This is the post number three of a series that explains the revised EIC Investment Guidelines. We focus on Buckets (investment scenarios).

The Investment Guidelines have been updated to provide more clarity to applicants and to reflect recent changes in the management of the EIC Fund and will remain in place until the end of 2022.

Updated: 1st March 2022

Soon, we will introduce other main points discussed in the document that might be of interest for any project that needs investors.

Today,

Insight on on the so-called:

Buckets

There are several financing methods that the European Commission refers to. Among those, there are the so-called “buckets”. Basically, buckets are investment scenarios or a way to determine how to finance a project.

As reported in the document,

If the company and the EIC Fund consent to the proposed co-investment opportunity, financial and commercial due diligence and negotiations may then be performed jointly and in agreement with the potential co-investor(s). However, under control of the Fund to ensure sufficient due diligence and implementation of required conditions to be included in the investment documentation.

Following an initial assessment implying some level of due diligence, including KYC compliance checks (led by the EIC Fund), and market consultation (led by the Investment Advisor), a transactions’ categorisation will be done into the “buckets”.

This classification will not be static. In fact, cases may be moved from one bucket to the other as the due diligence process evolves, based on its findings, or on the initiation of co-investment interest – resulting interalia from the de-risking operated by the EIC Accelerator support, or at later stage as the project evolves and milestones are reached.

There are 3 main “buckets” (investment scenarios):

Bucket 0: No Go  It includes projects that cannot meet the mandatory requirements. Their issues in the assessment or due diligence, at any stage, prevents any investment.

Bucket 1: Companies are non-investment ready yet

It includes projects that are not investor ready for regular investors yet. They thus remain very high risk despite the awarded EIC Accelerator support.

Bucket 2: Co-investment opportunities identified 

It includes projects with immediate interest by the investors in co-investing into EIC selected companies.

Bucket 0: No Go

Bucket 0 includes cases for which initial assessment or due diligence, at any stage, reports substantial negative issues preventing investments.

The EIC Fund’s due diligence is a more specific as well as accurate examination of an operation.

If one or more of the conditions below exist, the EIC Fund will recommend to the EC to reject the investment. Consequently , this decision may lead the EC to gather a jury of external independent experts to re-evaluate the proposal. However, in other cases, this can also terminate or even cancel the already concluded EIC Accelerator contract.

It all depends on the case (as the official document reports):

  • The innovation does not show the expected solid, long-lasting competitive advantage and impact on the basis of which the operation was selected.
  • The team has changed since the evaluation and does not anymore gather the strong skills, capabilities and motivation needed to get the company off the ground and scale-up.
  • Other examples of MAC (Material Adverse Changes) have occurred since the initial assessment of the company undertaken by EISMEA. They include major changes in management, changes in control, use of bad leaver provisions, serious litigation situations, including among shareholders, or loss of major suppliers or clients or partners on which the company is heavily dependent.
  • The cap table evidences strong misalignment of existing shareholder’s interest vis-a-vis the company, lack of sufficient incentive for founders as well as key team, etc.
  • The beneficiary refuses or is unable to provide information on an existing investor/shareholder and their ultimate beneficial owner(s), in relation to a possible reputational risk for the EU.

#### [DATA]

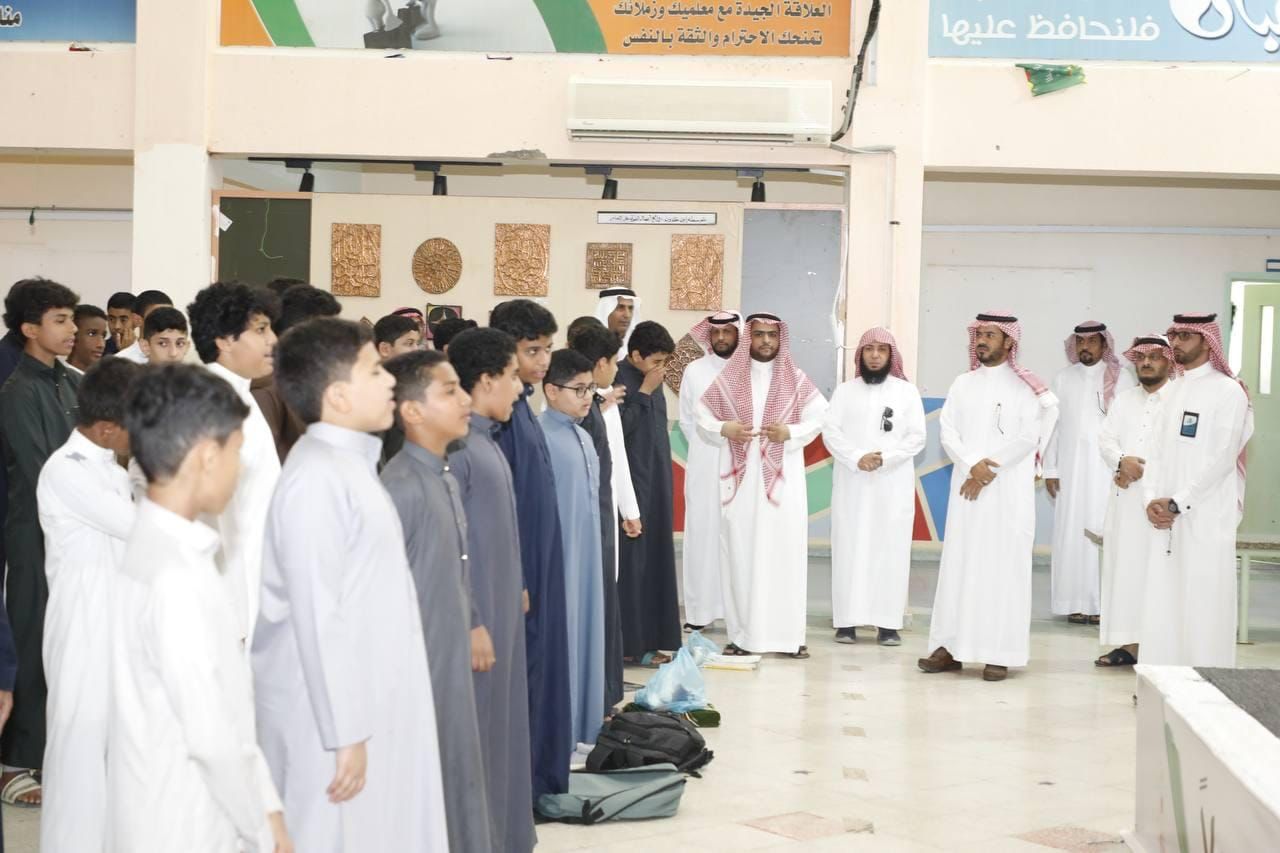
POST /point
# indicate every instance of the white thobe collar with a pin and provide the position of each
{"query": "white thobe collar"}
(370, 447)
(199, 538)
(1160, 392)
(240, 383)
(82, 445)
(1203, 370)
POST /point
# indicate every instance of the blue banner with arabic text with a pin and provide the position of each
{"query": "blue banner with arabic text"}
(1107, 30)
(68, 19)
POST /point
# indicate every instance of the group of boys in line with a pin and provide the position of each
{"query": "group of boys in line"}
(339, 562)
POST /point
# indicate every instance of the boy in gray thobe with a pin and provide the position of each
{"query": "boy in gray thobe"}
(485, 361)
(434, 411)
(341, 680)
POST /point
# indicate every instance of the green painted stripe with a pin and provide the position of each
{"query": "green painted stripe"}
(572, 26)
(283, 23)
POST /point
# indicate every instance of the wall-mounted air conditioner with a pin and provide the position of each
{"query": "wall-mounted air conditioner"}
(760, 112)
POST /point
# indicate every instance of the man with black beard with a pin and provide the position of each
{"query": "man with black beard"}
(700, 553)
(873, 429)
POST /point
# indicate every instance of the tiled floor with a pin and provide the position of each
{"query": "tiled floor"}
(855, 749)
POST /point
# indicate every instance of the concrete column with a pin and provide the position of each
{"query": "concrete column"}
(886, 188)
(172, 170)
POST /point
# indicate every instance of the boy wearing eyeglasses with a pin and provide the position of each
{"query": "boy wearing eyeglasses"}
(570, 387)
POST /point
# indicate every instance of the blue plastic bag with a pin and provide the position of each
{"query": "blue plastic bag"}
(700, 648)
(676, 687)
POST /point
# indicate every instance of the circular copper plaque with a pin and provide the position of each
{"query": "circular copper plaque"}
(437, 265)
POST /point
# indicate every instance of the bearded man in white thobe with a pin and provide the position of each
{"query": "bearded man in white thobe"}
(763, 410)
(618, 309)
(1125, 445)
(873, 429)
(1074, 474)
(991, 427)
(704, 601)
(1196, 498)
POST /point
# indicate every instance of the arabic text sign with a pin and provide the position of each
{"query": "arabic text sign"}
(67, 21)
(649, 27)
(653, 218)
(1105, 30)
(755, 27)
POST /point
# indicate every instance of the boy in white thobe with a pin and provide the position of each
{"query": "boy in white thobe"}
(231, 325)
(1125, 443)
(991, 425)
(1194, 498)
(763, 410)
(183, 761)
(873, 429)
(1074, 474)
(700, 559)
(344, 705)
(86, 512)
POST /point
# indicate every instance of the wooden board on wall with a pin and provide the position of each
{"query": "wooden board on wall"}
(268, 238)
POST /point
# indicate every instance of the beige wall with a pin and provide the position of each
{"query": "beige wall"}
(407, 220)
(1127, 255)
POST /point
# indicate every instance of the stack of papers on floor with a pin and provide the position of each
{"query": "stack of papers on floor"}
(740, 662)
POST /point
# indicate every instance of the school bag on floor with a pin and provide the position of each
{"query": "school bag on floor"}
(639, 738)
(631, 794)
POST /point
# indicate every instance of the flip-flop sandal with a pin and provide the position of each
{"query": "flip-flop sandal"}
(649, 660)
(1116, 657)
(19, 785)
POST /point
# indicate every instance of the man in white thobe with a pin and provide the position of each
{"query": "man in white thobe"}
(763, 410)
(873, 429)
(704, 600)
(618, 309)
(991, 425)
(1125, 442)
(1074, 474)
(232, 332)
(1196, 498)
(86, 512)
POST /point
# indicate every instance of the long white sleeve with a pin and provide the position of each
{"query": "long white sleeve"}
(833, 434)
(810, 423)
(1109, 437)
(100, 510)
(1225, 439)
(951, 441)
(624, 489)
(912, 433)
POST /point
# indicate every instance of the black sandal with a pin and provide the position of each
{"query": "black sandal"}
(1116, 657)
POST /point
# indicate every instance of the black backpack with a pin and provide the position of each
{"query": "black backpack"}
(640, 738)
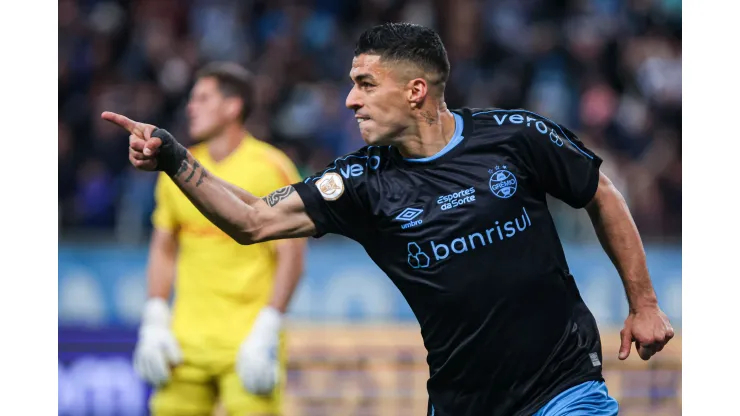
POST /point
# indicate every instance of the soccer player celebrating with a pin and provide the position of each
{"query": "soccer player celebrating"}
(451, 204)
(223, 341)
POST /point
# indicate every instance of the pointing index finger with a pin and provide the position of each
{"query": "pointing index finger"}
(121, 120)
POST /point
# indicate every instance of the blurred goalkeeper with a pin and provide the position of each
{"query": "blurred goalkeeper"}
(451, 205)
(222, 341)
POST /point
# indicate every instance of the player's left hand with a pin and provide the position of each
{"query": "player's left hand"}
(649, 328)
(257, 364)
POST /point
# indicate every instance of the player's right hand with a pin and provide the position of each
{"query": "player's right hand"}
(157, 350)
(143, 148)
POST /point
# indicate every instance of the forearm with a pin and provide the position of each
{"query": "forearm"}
(215, 201)
(290, 255)
(621, 241)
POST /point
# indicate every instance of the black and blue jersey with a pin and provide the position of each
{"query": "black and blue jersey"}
(467, 237)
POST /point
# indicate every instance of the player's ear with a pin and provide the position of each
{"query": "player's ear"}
(417, 91)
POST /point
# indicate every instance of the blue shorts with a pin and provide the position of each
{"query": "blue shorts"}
(587, 399)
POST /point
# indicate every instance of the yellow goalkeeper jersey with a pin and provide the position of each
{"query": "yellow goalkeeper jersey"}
(220, 286)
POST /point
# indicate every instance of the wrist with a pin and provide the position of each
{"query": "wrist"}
(644, 305)
(171, 153)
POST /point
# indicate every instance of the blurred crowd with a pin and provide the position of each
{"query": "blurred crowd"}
(610, 70)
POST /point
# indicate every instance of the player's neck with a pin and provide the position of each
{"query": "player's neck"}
(434, 131)
(225, 143)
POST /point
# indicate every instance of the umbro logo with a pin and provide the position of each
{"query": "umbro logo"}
(408, 215)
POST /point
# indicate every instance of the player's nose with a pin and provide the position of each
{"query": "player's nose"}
(353, 102)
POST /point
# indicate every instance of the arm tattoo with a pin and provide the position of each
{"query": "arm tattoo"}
(203, 174)
(185, 165)
(277, 196)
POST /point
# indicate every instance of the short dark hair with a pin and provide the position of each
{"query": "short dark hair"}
(407, 42)
(233, 81)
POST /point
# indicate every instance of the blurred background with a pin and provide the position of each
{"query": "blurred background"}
(610, 70)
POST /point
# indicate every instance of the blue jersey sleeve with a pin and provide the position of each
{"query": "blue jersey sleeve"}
(562, 164)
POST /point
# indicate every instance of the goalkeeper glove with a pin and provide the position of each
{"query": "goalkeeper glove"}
(157, 348)
(257, 361)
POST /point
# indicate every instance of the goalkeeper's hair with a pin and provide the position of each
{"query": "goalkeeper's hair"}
(407, 42)
(233, 81)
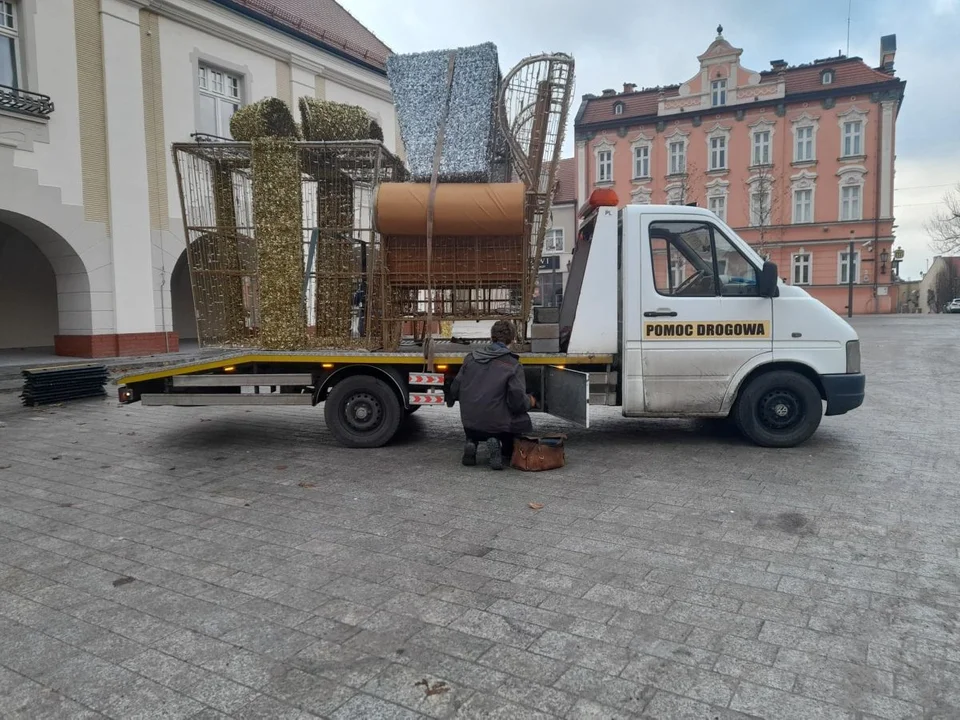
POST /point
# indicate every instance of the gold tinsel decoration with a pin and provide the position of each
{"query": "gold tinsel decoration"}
(337, 268)
(277, 218)
(269, 117)
(322, 120)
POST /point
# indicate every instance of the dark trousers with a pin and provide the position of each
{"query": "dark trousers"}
(479, 436)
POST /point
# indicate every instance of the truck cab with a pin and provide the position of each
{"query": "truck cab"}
(702, 326)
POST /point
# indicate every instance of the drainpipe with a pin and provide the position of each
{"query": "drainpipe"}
(876, 208)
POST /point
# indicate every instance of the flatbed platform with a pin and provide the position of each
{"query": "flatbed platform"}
(445, 353)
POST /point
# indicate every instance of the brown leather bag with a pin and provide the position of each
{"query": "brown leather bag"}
(532, 453)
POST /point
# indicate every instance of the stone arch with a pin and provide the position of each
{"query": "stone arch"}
(35, 262)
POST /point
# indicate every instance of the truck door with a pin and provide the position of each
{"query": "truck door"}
(701, 316)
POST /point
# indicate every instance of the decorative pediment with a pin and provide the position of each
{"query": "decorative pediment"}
(720, 49)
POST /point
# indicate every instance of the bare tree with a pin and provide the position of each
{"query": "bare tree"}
(944, 227)
(763, 203)
(945, 285)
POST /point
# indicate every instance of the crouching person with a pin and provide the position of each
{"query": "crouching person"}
(492, 391)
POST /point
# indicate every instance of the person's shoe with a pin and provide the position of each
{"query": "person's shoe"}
(496, 458)
(469, 454)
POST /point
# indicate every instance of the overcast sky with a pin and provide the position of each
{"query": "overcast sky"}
(620, 41)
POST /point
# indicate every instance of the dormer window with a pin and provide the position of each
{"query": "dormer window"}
(719, 93)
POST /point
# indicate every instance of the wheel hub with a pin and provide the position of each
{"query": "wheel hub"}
(781, 409)
(363, 412)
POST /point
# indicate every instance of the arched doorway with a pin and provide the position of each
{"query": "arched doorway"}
(44, 286)
(28, 294)
(181, 302)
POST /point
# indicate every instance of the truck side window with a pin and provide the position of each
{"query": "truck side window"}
(692, 259)
(736, 275)
(682, 259)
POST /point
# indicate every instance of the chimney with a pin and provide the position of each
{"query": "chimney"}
(888, 51)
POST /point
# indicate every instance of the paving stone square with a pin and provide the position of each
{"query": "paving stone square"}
(206, 562)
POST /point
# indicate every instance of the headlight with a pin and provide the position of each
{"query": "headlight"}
(853, 356)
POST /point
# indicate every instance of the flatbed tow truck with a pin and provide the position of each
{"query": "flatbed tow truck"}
(668, 313)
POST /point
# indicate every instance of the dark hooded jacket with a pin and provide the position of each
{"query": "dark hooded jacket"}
(492, 392)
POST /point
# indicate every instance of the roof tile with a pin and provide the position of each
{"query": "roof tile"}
(326, 21)
(850, 72)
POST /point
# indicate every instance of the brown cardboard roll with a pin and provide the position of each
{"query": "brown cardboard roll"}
(460, 209)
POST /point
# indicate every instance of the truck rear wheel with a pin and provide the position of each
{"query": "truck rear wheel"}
(362, 412)
(778, 409)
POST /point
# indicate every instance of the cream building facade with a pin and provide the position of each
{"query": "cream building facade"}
(92, 95)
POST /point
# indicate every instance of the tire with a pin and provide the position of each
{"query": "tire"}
(778, 409)
(362, 412)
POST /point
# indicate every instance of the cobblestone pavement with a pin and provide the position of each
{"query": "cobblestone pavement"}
(202, 563)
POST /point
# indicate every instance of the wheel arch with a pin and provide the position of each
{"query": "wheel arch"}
(393, 377)
(748, 374)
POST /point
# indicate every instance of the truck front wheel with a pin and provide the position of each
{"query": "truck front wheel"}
(778, 409)
(362, 412)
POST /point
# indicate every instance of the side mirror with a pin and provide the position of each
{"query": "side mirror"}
(767, 280)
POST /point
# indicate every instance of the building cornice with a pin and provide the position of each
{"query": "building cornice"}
(254, 38)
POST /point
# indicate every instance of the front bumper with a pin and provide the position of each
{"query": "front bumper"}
(844, 392)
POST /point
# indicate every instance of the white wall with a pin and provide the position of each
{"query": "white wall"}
(57, 163)
(28, 293)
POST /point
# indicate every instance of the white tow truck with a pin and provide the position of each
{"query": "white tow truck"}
(667, 313)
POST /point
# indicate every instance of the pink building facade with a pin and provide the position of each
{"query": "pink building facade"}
(798, 160)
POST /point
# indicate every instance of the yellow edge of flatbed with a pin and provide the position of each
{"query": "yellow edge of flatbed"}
(384, 359)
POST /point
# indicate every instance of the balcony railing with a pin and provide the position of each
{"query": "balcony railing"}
(26, 103)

#### [PROBLEMS TO WORK ON]
[A] From the EIC buckets post above, output the passage that begins with the words containing "Bucket 1: Companies" and ends with "of an operation.", copied exactly.
[B] Summarize the EIC buckets post in two sentences.

#### [COMPLETED EXERCISE]
[A]
Bucket 1: Companies are non-investment ready yet

It includes projects that are not investor ready for regular investors yet. They thus remain very high risk despite the awarded EIC Accelerator support.

Bucket 2: Co-investment opportunities identified 

It includes projects with immediate interest by the investors in co-investing into EIC selected companies.

Bucket 0: No Go

Bucket 0 includes cases for which initial assessment or due diligence, at any stage, reports substantial negative issues preventing investments.

The EIC Fund’s due diligence is a more specific as well as accurate examination of an operation.

[B] Under the revised EIC Investment Guidelines, projects are sorted into "buckets," or investment scenarios, after an initial assessment that includes due diligence and market consultation. Cases can move between buckets as due diligence or the project evolves: Bucket 0 holds projects with substantial negative issues that prevent investment, Bucket 1 holds projects not yet ready for regular investors, and Bucket 2 holds projects with immediate co-investment interest from investors.